[Dataset entries]
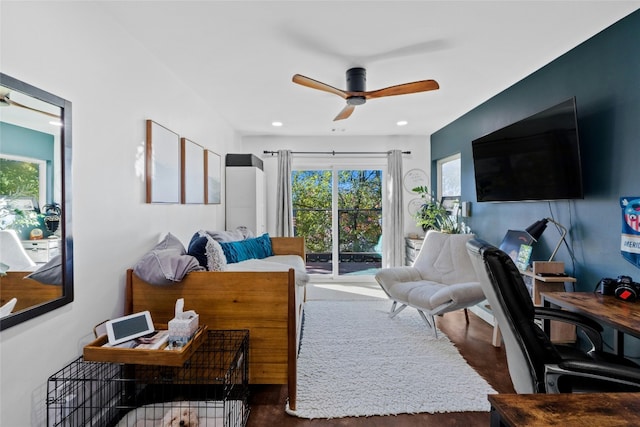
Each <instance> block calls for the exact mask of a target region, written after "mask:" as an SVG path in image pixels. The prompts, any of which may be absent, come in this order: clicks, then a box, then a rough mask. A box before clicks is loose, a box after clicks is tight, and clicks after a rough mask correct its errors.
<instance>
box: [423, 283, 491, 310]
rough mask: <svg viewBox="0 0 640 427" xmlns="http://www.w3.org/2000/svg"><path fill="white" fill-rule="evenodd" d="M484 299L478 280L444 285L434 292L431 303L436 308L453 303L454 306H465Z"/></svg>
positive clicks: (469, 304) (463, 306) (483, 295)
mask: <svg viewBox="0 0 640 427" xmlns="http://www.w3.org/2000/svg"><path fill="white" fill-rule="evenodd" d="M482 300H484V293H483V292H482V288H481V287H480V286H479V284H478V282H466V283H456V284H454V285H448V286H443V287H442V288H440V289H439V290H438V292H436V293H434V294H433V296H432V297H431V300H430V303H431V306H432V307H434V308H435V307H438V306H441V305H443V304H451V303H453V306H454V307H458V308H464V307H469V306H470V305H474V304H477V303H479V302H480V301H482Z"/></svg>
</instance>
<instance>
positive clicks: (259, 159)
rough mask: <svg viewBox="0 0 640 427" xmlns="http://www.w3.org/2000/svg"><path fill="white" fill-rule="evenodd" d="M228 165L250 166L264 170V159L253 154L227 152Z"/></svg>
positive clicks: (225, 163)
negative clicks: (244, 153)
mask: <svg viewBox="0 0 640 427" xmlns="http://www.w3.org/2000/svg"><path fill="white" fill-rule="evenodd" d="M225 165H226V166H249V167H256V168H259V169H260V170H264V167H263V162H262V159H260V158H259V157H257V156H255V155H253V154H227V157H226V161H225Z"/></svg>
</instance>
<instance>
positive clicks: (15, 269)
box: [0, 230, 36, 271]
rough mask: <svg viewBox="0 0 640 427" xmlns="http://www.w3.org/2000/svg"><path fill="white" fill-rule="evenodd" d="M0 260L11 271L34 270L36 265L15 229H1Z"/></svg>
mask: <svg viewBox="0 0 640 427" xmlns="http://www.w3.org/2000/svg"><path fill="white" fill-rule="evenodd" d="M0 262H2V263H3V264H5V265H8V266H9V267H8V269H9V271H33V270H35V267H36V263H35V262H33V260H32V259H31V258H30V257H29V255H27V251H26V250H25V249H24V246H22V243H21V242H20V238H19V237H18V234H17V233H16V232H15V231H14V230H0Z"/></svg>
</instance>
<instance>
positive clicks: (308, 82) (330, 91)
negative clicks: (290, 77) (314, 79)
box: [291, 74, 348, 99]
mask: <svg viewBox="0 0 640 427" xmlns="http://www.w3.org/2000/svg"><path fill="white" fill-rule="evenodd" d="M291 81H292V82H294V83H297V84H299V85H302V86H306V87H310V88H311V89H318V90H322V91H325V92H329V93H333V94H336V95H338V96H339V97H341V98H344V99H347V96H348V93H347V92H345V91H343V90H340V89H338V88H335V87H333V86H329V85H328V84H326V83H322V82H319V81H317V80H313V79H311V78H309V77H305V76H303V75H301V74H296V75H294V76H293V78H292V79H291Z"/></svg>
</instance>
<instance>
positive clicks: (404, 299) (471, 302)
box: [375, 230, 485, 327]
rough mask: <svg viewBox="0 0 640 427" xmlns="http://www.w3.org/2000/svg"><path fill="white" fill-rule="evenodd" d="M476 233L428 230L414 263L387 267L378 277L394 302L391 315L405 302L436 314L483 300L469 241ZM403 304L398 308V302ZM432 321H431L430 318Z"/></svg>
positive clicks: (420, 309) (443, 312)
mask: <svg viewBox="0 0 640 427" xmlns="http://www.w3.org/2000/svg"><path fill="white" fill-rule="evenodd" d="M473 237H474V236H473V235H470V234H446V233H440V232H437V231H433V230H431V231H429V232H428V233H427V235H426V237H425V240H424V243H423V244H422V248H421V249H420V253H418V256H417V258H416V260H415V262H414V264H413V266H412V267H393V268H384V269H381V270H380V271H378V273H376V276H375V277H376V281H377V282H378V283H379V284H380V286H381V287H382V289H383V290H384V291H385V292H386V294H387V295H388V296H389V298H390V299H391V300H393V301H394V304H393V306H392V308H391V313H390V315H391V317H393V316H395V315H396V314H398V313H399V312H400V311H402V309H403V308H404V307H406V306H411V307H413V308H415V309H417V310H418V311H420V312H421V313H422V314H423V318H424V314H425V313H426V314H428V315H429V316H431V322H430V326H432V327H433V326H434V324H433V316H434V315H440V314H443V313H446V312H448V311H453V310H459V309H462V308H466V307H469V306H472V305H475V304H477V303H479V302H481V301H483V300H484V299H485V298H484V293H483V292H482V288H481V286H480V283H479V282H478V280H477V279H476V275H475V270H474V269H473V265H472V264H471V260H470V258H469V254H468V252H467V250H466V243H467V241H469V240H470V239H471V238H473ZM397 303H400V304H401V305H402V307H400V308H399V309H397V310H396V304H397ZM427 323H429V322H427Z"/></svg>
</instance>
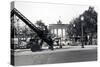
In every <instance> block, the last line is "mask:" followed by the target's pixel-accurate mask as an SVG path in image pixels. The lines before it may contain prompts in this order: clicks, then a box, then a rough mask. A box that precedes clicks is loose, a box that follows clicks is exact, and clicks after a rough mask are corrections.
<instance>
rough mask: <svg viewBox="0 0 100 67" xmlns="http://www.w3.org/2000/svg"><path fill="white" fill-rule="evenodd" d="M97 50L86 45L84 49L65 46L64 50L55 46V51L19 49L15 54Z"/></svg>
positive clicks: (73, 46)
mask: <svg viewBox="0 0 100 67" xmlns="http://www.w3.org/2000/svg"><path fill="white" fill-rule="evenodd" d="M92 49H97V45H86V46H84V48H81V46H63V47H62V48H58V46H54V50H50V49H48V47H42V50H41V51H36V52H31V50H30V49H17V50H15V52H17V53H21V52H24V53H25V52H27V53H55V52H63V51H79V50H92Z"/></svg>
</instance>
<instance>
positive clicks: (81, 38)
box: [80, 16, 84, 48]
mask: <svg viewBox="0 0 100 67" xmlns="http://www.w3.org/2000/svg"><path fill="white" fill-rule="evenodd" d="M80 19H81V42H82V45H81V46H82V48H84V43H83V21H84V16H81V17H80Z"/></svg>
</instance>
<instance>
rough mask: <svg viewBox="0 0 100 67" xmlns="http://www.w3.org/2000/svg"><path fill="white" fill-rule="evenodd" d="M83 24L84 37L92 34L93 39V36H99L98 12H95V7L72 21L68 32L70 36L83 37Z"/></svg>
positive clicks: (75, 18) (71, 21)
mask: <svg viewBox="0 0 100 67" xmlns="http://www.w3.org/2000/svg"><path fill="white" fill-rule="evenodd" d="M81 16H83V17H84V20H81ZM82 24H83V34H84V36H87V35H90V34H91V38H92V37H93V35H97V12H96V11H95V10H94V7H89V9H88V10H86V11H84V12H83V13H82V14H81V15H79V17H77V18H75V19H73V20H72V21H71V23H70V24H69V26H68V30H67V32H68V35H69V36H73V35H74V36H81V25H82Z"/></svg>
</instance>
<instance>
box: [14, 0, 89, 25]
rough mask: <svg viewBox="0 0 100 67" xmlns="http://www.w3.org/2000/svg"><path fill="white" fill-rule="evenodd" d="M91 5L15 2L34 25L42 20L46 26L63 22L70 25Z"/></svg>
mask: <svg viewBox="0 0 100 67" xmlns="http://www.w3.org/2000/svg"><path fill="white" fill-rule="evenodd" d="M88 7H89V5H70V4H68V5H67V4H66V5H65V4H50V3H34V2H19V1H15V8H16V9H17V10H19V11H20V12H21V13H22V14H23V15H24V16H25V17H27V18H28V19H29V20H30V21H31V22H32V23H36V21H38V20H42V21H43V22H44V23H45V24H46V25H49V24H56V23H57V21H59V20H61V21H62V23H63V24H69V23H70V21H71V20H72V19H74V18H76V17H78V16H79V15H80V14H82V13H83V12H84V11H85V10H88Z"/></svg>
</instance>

* **What to work on**:
Using the entries above, return each line that includes the word "image".

* **Output**:
Each <instance> block calls for the exact mask of a target region, written after "mask:" as an SVG path in image pixels. The prompts, any of which may be absent, come in this order: clicks, then a box, then a rough mask. A box before clicks is loose, a box after clicks is tight, and clicks after a rough mask correct its errors.
In every <instance> block, the last line is "mask:" followed by the target's pixel-accurate mask as an SVG path in image pixels. The lines before it may contain prompts in this order: clicks, then a box, then a rough mask. A box that precedes clicks is loose, a box that follows clicks is exact, and clicks after a rough mask are corrections.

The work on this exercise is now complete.